[Data for review Boundary: Start]
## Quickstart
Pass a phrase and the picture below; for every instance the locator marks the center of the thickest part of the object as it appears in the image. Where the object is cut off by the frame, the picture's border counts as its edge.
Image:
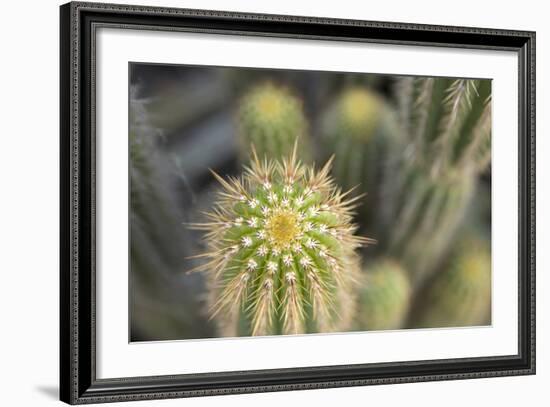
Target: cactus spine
(384, 298)
(459, 295)
(281, 250)
(448, 124)
(272, 119)
(358, 128)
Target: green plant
(459, 295)
(358, 128)
(281, 250)
(384, 297)
(448, 127)
(164, 305)
(272, 119)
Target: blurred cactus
(281, 250)
(384, 298)
(164, 303)
(460, 294)
(272, 119)
(448, 124)
(358, 129)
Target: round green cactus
(358, 129)
(272, 119)
(385, 297)
(281, 250)
(459, 295)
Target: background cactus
(460, 295)
(272, 119)
(384, 298)
(358, 129)
(281, 250)
(448, 143)
(164, 303)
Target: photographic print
(280, 202)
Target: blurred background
(419, 147)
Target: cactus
(164, 305)
(384, 298)
(448, 124)
(281, 250)
(272, 119)
(358, 128)
(459, 295)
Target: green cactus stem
(358, 129)
(281, 250)
(272, 119)
(459, 295)
(384, 298)
(448, 125)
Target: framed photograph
(255, 203)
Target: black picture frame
(78, 382)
[Data for review Boundary: End]
Task statement: Only the text of the entries above is to be given again, exactly, with the pictures left out.

Solution for this problem:
## Quickstart
Pass a phrase and the picture below; for every instance the locator marks the center of the thickest part of the object as it appears in the image. Where the object is cut off by the frame, the picture's border counts as its edge.
Image:
Target: cactus spine
(384, 298)
(459, 295)
(281, 250)
(448, 124)
(272, 119)
(358, 128)
Target: green plant
(459, 295)
(358, 128)
(281, 250)
(384, 297)
(448, 127)
(164, 305)
(272, 119)
Target: blurred cactus
(281, 250)
(384, 298)
(164, 303)
(460, 294)
(272, 119)
(448, 124)
(358, 129)
Target: round green cactus
(358, 129)
(272, 119)
(385, 297)
(281, 250)
(459, 295)
Target: background cactus
(460, 295)
(272, 119)
(384, 298)
(358, 129)
(281, 250)
(448, 143)
(164, 303)
Target: photographic print
(280, 202)
Target: blurred background
(419, 147)
Target: cactus
(164, 305)
(384, 298)
(448, 124)
(281, 250)
(272, 119)
(358, 128)
(459, 295)
Target: green cactus stem
(358, 129)
(281, 250)
(272, 119)
(459, 295)
(384, 298)
(448, 125)
Target: framed photograph
(255, 203)
Target: black picture frame
(78, 382)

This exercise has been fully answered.